**WHAT THE TASK REQUIRES**
Rescale the records below by reproducing every line, requests included, with each x and y coordinate in the answers multiplied by 2.4 and rounded to a whole number, halves rounded up. Omit the pictures from your answer.

**TASK MATERIAL**

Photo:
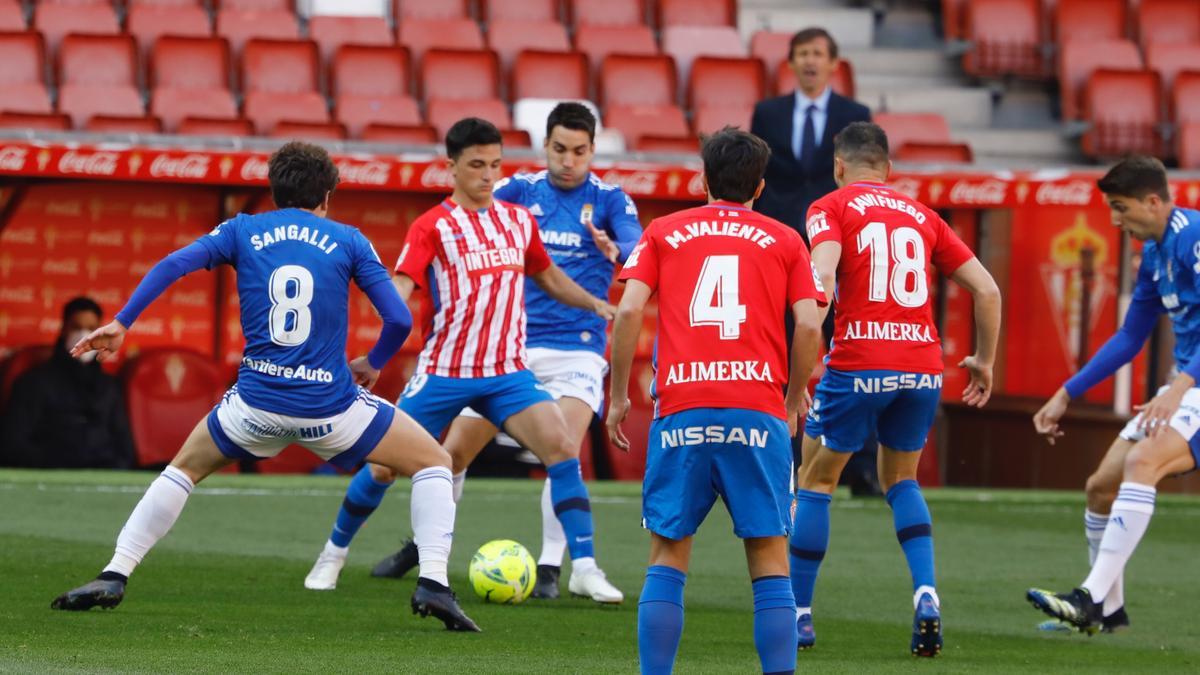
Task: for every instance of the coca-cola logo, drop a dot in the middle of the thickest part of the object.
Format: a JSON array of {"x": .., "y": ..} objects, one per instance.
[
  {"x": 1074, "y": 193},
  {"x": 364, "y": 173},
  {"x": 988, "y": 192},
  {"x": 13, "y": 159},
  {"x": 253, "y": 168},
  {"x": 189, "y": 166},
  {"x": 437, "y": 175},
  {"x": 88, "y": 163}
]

**CORRECT OUTPUT**
Photo:
Task: for every instance of the coca-cola logo, drop a dot in the middle of the thickest part of the object.
Format: a JSON array of {"x": .., "y": ..} objects, one per instance.
[
  {"x": 2578, "y": 463},
  {"x": 874, "y": 415},
  {"x": 2371, "y": 461},
  {"x": 31, "y": 382},
  {"x": 607, "y": 403},
  {"x": 454, "y": 398},
  {"x": 1049, "y": 420},
  {"x": 211, "y": 391}
]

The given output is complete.